***** Texto exibido *****
A norma tinha validade de 90 dias e expirou no dia 24 de junho. No entanto, a agência prorrogou a norma até o dia 31 de julho, mas suprimindo alguns pontos, como a suspensão do corte de energia para inadimplentes.
“Para a Aneel, a situação de relação das empresas com os consumidores voltou à normalidade no dia 24 de junho. Então, a Aneel não teve a sensibilidade de levar em conta que na verdade nós estamos vivendo hoje numa situação mais caótica da pandemia do que nós vivíamos lá em meados de março”, afirma Almeida.
Por ser legal e estar previsto anualmente, não há como recorrer em relação ao reajuste judicialmente ou junto à empresa. “É fruto do processo de privatização, dos contratos de concessão das empresas privatizadas, (…) determinando que o equilíbrio econômico e financeiro da concessionária deve ser mantido”, diz ele.
***** Conteúdo da listagem *****
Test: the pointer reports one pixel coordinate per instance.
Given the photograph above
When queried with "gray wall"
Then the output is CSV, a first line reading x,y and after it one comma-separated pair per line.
*****
Trabalho solicitado:
Reproduza, sem nenhuma alteração, o trecho do texto exibido começando em “A norma tinha” e seguindo até “energia para inadimplentes.”.

Resposta ao exercício:
A norma tinha validade de 90 dias e expirou no dia 24 de junho. No entanto, a agência prorrogou a norma até o dia 31 de julho, mas suprimindo alguns pontos, como a suspensão do corte de energia para inadimplentes.